Excerpted records:
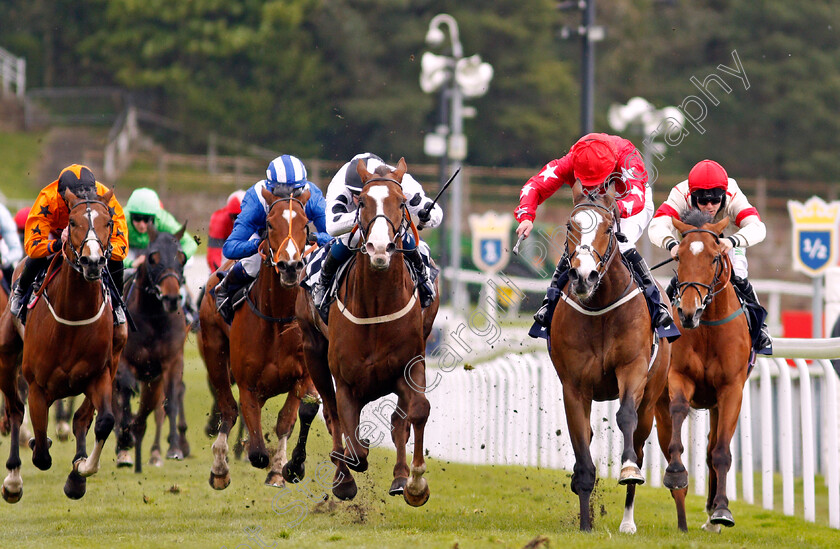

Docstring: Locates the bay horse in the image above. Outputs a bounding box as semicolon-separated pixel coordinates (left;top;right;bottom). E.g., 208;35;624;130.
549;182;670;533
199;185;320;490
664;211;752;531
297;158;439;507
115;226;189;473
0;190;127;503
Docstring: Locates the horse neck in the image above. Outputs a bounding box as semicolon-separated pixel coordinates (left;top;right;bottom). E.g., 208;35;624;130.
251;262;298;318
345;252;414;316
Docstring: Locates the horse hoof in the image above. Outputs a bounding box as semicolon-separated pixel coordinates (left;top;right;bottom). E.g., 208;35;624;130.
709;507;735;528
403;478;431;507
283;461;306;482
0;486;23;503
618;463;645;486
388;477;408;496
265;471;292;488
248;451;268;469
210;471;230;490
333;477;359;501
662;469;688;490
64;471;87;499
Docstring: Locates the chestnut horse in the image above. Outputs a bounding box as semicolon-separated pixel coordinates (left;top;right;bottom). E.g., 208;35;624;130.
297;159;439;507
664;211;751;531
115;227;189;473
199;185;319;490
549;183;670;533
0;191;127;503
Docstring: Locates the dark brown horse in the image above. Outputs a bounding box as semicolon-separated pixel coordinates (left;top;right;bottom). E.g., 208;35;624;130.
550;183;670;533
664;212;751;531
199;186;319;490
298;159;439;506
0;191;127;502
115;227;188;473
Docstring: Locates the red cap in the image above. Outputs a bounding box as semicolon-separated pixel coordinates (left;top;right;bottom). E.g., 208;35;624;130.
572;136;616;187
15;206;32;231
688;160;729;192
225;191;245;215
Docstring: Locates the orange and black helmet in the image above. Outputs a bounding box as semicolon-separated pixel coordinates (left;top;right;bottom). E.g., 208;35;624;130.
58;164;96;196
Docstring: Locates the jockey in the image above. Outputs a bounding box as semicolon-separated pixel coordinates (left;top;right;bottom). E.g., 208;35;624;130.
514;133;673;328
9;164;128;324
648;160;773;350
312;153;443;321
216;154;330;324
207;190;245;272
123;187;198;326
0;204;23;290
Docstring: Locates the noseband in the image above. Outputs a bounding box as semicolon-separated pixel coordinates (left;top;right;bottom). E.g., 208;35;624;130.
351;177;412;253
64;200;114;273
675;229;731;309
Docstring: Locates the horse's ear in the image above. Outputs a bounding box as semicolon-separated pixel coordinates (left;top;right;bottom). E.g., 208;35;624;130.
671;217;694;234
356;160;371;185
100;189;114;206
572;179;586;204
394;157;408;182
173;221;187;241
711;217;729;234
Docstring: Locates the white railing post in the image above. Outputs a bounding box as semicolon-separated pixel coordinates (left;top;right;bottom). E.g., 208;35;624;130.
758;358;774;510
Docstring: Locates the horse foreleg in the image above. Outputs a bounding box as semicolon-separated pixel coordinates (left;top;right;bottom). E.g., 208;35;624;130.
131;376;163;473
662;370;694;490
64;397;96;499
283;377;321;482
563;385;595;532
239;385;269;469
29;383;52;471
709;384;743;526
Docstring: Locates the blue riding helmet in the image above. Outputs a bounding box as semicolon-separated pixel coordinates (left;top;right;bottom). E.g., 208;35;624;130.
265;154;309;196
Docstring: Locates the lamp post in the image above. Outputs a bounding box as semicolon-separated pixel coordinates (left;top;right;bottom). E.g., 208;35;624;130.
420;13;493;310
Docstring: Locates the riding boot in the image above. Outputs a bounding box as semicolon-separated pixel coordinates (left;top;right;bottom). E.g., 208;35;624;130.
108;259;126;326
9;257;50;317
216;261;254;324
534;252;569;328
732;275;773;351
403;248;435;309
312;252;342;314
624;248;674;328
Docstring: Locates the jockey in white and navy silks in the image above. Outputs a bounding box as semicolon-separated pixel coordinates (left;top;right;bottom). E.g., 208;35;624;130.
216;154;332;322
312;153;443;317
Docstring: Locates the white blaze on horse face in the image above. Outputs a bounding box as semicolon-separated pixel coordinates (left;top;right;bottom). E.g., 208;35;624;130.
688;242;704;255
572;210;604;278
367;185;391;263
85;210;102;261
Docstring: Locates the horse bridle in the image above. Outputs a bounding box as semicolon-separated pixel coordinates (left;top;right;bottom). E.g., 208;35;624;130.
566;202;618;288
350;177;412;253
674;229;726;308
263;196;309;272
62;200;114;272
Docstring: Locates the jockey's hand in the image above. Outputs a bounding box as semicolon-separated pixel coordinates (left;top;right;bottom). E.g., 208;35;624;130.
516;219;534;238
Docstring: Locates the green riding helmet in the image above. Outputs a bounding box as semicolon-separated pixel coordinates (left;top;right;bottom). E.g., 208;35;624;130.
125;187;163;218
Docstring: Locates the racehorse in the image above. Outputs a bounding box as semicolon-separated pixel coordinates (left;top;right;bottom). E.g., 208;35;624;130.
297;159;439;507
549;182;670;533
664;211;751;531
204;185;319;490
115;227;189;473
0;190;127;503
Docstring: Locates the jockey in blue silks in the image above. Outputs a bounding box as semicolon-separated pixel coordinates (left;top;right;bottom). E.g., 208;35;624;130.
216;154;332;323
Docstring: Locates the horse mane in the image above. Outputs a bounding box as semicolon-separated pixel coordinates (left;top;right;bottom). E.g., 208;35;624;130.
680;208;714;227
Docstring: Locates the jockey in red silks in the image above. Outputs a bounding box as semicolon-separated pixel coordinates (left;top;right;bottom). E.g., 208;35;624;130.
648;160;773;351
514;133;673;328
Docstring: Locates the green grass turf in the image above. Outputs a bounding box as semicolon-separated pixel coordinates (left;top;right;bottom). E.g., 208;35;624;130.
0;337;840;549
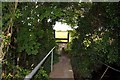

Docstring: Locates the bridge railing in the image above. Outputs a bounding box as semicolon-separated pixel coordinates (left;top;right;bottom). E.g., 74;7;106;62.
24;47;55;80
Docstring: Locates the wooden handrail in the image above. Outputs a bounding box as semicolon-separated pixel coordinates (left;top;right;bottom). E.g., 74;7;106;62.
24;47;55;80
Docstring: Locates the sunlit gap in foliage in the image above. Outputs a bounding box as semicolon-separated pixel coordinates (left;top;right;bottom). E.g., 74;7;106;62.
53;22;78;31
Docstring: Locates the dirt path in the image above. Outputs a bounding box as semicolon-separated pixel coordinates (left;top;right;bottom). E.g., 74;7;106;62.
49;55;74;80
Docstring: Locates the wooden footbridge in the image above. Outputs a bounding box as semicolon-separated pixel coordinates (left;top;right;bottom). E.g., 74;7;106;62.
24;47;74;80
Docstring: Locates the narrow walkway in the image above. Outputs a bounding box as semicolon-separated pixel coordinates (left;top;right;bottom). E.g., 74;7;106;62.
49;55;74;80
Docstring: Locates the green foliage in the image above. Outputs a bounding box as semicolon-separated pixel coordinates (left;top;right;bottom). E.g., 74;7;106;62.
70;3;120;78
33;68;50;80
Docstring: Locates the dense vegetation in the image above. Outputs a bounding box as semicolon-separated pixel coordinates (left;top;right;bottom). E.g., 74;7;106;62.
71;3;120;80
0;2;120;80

---

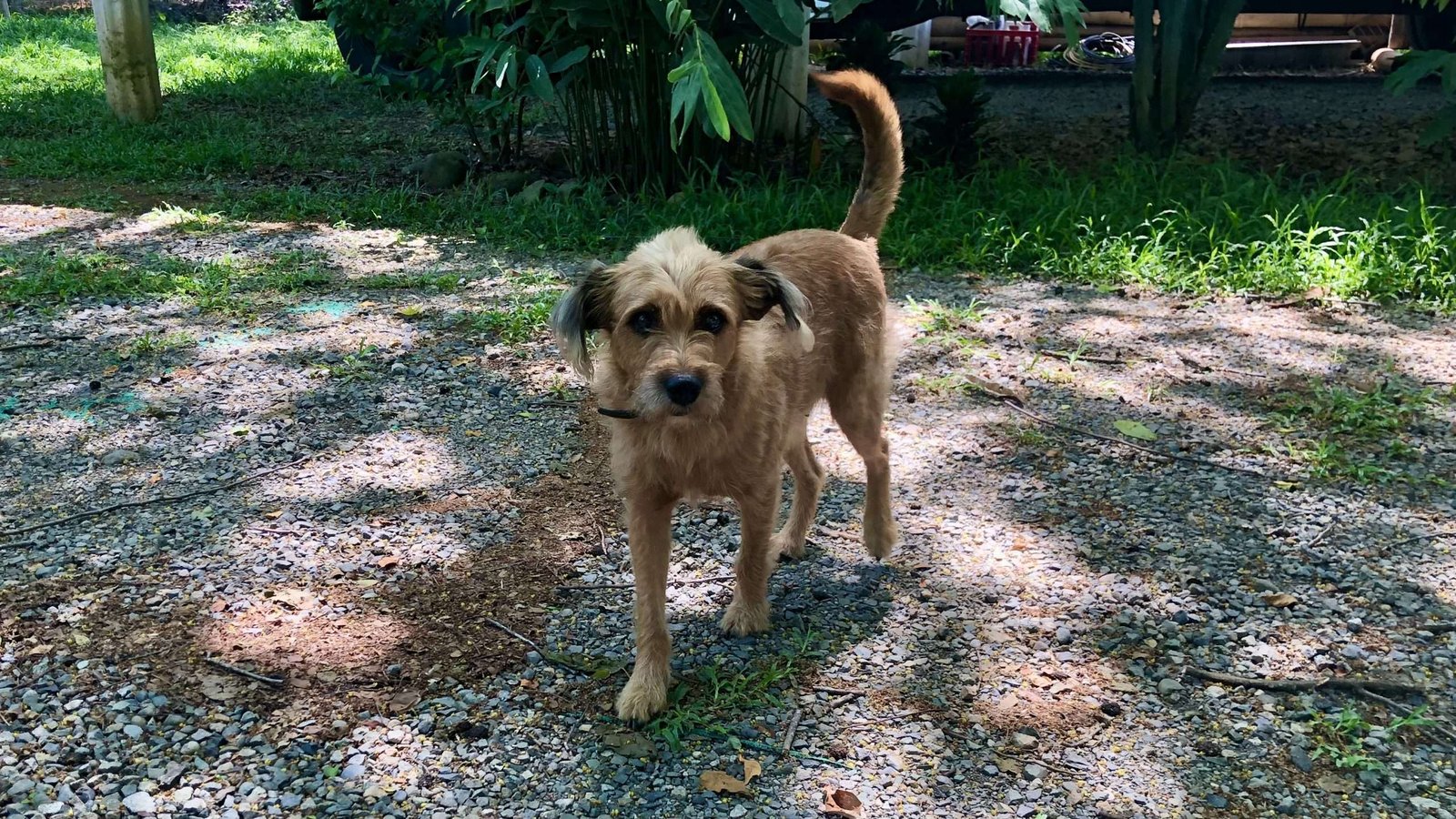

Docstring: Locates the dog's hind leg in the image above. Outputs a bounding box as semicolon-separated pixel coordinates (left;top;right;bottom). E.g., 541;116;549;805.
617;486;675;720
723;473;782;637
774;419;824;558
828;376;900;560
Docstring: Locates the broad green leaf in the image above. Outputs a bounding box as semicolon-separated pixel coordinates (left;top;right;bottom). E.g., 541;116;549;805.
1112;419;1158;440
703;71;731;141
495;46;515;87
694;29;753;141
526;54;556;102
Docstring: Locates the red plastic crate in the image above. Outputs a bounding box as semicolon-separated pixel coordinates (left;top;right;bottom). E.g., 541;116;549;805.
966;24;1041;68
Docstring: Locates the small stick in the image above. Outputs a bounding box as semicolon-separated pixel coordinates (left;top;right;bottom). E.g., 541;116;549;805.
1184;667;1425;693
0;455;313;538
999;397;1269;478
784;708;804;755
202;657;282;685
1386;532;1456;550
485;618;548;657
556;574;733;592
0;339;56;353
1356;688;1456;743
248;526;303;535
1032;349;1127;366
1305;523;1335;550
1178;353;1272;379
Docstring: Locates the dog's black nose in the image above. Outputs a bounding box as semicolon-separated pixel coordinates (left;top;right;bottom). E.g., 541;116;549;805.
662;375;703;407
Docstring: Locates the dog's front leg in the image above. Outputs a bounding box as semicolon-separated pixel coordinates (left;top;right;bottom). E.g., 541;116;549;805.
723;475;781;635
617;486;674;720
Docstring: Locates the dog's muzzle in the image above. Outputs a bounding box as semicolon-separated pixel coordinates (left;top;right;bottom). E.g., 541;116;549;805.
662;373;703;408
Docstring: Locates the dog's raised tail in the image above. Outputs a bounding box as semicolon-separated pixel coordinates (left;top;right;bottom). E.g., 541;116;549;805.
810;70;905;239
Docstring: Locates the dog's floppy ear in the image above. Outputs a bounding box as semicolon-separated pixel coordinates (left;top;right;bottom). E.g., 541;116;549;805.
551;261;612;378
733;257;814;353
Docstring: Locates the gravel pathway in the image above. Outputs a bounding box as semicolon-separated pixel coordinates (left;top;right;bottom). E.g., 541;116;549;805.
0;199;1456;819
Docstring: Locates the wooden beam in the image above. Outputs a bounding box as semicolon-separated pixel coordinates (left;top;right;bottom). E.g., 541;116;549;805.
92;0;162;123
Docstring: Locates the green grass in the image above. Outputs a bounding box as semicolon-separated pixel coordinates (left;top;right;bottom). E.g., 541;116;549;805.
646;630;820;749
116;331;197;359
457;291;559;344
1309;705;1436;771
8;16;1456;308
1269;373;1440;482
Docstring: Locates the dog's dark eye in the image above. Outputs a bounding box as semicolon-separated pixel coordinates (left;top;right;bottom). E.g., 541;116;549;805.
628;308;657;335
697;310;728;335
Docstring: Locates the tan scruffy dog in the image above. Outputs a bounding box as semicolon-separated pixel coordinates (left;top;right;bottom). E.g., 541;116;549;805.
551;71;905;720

--

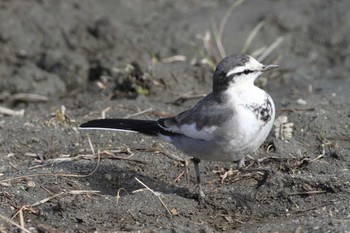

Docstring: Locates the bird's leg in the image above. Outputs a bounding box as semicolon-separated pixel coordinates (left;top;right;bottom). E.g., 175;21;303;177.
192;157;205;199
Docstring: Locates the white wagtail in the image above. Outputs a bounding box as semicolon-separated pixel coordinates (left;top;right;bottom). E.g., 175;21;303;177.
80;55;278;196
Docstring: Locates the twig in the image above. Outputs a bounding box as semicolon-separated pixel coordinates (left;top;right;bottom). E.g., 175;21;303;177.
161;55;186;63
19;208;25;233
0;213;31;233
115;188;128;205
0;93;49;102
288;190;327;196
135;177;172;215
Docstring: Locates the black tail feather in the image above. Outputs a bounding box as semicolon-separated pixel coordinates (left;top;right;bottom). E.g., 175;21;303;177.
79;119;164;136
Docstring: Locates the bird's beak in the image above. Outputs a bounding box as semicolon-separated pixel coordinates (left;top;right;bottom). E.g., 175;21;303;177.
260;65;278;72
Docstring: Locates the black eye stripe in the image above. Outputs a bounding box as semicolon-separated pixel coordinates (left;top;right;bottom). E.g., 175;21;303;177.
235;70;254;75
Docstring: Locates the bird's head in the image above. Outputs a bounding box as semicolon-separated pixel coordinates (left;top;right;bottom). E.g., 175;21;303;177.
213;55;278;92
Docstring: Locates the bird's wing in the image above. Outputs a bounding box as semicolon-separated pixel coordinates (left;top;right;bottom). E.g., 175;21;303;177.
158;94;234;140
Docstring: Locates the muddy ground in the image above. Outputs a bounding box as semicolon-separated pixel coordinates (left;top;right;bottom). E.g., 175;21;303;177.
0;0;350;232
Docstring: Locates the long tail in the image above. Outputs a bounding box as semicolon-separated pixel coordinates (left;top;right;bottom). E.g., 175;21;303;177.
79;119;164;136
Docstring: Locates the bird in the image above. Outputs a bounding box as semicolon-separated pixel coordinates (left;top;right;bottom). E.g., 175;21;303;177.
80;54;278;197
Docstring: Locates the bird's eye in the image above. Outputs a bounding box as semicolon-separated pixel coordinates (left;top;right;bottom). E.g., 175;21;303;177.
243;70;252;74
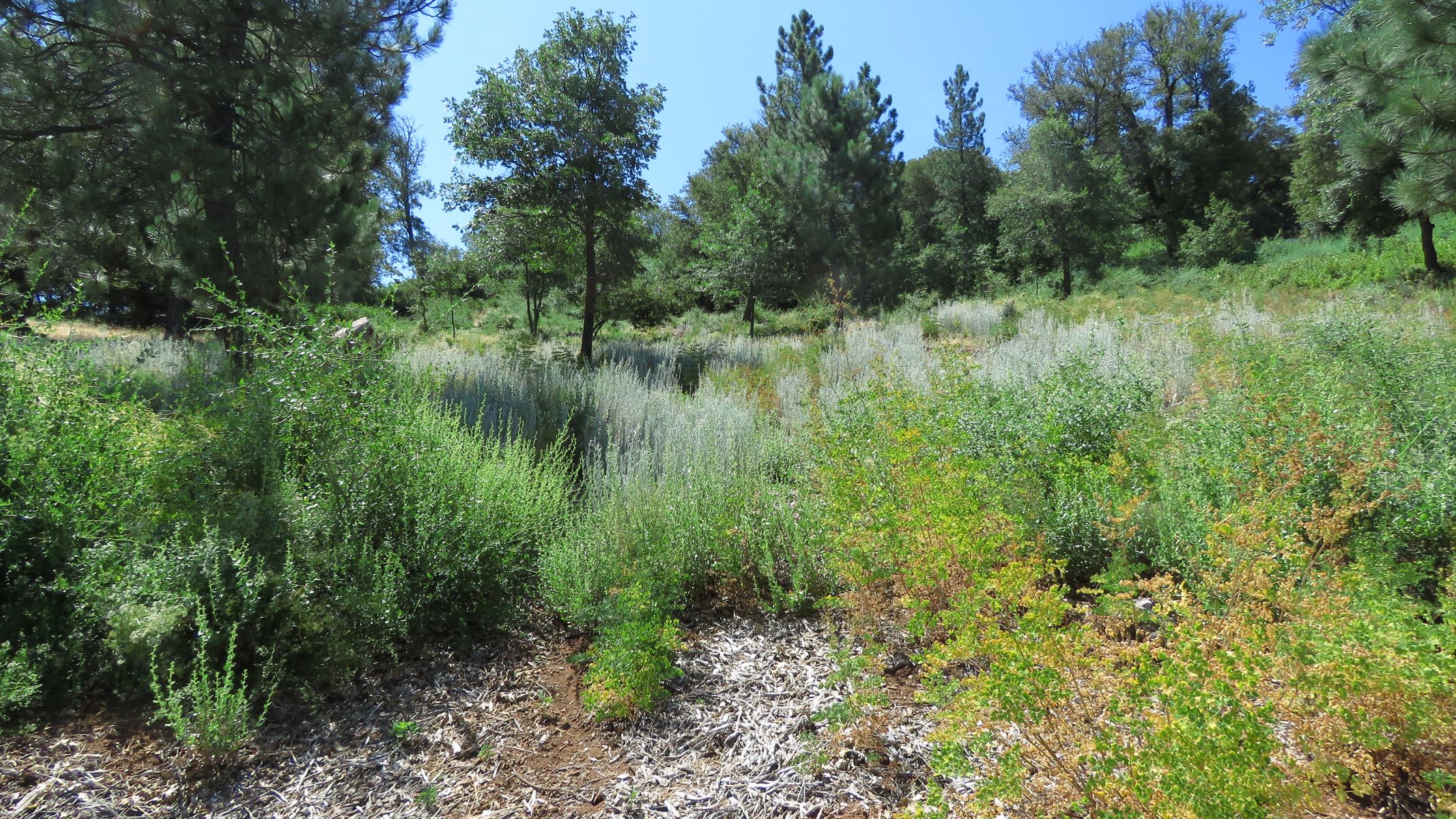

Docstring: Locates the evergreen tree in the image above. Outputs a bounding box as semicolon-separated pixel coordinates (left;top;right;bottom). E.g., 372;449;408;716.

Exercise requirements: Rewrite the stretch of data from the line containing "Docstring: Locates the red cap" through the line containing "0;204;23;290", changing "jockey" to "rider" and leaving everything else as it is.

Task solution:
Docstring: Locates the red cap in the image above. Outputs a bounding box as semicolon-separated pixel coordinates (left;top;right;bottom). E.g., 208;35;624;130.
572;136;616;187
15;206;32;231
688;160;729;192
225;191;245;215
Docstring: Locates the orange and black helmet in the image above. Outputs a bounding box as semicolon-separated pixel coordinates (left;top;right;bottom). E.g., 208;35;624;130.
58;164;96;196
Docstring: Locates the rider in the image above. Outputs a bounding box as semicolon-separated pixel coordinates (left;top;right;bottom). E.g., 208;35;624;130.
514;133;673;328
9;164;128;324
648;160;773;350
312;153;443;321
216;154;330;324
207;190;245;272
123;187;198;326
0;204;23;290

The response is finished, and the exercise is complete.